→ Excerpted records
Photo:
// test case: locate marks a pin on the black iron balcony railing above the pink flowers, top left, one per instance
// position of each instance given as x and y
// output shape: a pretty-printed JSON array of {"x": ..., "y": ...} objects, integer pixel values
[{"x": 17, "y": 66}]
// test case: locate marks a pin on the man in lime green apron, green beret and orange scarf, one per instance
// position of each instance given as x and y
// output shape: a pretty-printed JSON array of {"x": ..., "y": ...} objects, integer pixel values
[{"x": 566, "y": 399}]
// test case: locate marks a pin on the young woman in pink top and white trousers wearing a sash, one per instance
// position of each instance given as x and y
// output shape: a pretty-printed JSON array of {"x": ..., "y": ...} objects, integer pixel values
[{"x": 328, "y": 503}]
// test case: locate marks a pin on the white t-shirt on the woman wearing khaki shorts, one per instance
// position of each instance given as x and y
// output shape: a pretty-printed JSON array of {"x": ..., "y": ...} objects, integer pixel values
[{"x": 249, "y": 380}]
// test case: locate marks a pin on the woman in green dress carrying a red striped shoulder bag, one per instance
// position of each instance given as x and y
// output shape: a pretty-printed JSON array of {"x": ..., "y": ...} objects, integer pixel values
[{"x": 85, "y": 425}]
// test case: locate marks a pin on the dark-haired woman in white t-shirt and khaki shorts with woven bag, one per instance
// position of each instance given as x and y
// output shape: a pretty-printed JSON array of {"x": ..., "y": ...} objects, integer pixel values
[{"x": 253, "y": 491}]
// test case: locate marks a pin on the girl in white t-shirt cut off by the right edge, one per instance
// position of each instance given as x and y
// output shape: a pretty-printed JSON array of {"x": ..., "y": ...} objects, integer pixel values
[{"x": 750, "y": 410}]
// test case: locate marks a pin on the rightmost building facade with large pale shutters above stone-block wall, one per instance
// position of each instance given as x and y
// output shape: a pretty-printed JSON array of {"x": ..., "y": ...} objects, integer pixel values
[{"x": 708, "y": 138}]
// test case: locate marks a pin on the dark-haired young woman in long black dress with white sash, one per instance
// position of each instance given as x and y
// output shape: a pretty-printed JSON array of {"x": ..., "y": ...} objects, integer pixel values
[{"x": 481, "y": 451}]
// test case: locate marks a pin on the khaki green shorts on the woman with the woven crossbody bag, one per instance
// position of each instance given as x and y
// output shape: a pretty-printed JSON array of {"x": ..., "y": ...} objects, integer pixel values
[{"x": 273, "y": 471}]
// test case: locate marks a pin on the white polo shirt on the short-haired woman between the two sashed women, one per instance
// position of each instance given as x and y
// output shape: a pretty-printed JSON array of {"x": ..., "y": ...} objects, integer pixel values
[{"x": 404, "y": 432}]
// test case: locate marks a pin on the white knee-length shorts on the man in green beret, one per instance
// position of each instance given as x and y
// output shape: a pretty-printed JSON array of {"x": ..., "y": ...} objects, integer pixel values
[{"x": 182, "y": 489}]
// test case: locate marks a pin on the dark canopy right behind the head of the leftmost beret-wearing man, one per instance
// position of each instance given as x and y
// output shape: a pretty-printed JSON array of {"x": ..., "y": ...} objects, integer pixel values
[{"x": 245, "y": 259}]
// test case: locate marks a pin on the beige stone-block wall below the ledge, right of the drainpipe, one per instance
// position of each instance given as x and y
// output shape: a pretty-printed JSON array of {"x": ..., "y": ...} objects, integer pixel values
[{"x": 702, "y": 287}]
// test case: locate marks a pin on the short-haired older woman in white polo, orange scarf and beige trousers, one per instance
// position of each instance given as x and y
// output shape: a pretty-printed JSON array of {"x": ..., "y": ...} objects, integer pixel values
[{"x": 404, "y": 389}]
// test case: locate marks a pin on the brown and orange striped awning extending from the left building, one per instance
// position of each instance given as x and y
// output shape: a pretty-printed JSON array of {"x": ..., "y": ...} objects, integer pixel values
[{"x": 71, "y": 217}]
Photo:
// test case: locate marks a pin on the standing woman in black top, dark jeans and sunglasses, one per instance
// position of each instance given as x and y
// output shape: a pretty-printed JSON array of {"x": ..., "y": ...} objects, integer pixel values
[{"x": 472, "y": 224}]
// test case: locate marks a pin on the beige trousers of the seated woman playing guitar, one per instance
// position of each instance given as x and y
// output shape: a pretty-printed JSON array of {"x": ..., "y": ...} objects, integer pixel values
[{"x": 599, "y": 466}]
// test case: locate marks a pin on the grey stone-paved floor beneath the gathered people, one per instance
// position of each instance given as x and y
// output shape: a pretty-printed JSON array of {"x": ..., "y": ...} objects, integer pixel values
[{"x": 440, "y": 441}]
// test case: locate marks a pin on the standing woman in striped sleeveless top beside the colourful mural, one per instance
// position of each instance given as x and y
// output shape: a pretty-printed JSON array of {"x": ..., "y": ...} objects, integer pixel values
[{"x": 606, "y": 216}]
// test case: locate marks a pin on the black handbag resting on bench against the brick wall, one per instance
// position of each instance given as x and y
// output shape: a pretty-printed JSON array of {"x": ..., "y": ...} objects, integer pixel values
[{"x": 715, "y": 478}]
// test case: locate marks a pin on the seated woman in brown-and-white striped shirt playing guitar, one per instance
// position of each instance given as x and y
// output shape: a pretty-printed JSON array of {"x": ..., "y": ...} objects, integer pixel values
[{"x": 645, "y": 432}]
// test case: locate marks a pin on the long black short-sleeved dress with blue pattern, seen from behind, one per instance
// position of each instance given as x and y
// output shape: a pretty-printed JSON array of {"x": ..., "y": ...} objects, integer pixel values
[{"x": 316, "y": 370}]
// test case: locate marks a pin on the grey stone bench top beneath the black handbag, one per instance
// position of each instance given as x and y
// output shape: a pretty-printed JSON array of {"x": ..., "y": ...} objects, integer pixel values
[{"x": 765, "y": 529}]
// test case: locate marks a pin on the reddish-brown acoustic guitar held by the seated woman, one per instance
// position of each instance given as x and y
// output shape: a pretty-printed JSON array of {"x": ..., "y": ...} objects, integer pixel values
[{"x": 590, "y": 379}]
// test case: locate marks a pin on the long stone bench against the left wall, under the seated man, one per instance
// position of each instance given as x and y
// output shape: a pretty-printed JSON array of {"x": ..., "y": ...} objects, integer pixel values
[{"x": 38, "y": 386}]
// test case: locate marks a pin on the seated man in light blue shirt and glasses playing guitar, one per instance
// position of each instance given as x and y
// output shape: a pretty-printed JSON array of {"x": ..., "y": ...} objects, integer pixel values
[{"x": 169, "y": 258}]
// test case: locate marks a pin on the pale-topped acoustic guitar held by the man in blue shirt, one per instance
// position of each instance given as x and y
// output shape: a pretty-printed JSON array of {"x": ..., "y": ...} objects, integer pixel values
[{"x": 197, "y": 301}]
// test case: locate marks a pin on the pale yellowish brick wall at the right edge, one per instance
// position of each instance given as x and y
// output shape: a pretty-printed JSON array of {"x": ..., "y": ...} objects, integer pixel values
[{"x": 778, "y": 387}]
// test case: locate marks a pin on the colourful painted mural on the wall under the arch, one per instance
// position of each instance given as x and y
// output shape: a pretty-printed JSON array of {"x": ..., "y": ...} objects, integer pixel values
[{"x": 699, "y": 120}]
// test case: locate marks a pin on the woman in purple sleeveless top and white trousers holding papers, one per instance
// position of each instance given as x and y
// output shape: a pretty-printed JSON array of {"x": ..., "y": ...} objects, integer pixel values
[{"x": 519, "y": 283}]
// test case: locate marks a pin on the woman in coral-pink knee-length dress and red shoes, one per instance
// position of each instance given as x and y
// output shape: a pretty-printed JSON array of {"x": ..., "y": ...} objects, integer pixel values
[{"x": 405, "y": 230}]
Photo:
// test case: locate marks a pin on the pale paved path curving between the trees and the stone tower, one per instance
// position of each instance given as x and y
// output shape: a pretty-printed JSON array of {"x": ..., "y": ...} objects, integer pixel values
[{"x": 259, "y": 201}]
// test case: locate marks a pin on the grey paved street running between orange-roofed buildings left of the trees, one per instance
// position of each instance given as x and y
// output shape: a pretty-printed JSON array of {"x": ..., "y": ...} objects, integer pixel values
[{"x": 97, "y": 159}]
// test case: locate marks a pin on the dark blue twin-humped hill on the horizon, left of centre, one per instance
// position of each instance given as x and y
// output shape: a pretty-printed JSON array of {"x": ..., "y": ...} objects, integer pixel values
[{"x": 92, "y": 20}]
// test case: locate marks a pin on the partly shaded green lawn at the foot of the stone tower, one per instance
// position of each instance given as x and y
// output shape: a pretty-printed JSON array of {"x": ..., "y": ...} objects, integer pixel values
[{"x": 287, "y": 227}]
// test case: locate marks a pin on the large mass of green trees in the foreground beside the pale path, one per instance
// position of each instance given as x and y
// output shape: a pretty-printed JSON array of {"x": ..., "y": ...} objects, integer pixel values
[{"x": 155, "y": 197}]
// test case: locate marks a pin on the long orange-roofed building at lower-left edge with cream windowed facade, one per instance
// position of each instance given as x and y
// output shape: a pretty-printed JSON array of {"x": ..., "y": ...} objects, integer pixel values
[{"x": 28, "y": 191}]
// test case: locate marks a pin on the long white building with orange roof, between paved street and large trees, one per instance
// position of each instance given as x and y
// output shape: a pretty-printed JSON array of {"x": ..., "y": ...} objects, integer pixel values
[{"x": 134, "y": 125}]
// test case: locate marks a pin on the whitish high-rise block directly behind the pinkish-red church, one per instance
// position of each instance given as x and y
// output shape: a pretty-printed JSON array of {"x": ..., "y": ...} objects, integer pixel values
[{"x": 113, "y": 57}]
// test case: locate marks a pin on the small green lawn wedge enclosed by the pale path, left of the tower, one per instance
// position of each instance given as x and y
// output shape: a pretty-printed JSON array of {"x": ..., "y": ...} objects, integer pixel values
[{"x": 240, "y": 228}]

→ Task requirements
The required output is the stretch of entries above from the line containing "people, one per instance" through the line containing "handbag, one per instance", reproduced exactly.

→ Result
// test case: locate marks a pin on the grey stone-paved floor beneath the gathered people, one per instance
// position of each instance given as x and y
// output shape: a pretty-printed JSON array of {"x": ..., "y": ...} objects, integer pixel values
[{"x": 440, "y": 441}]
// test case: locate marks a pin on the standing woman in striped sleeveless top beside the colourful mural, one per instance
// position of each instance given as x and y
// output shape: a pretty-printed JSON array of {"x": ..., "y": ...} objects, integer pixel values
[{"x": 606, "y": 216}]
// test case: locate marks a pin on the black handbag resting on bench against the brick wall, one per instance
// position of each instance given as x and y
// output shape: a pretty-printed JSON array of {"x": ..., "y": ...} objects, integer pixel values
[{"x": 715, "y": 478}]
// test case: locate marks a pin on the seated woman in brown-and-white striped shirt playing guitar, one per instance
// position of each instance given as x and y
// output shape: a pretty-printed JSON array of {"x": ..., "y": ...} objects, integer pixel values
[{"x": 645, "y": 432}]
// test case: locate marks a pin on the long black short-sleeved dress with blue pattern, seen from behind, one per instance
// position of each instance given as x and y
// output shape: a pretty-printed JSON array of {"x": ..., "y": ...} objects, integer pixel values
[{"x": 316, "y": 370}]
// test case: locate marks a pin on the grey stone bench top beneath the black handbag, one per instance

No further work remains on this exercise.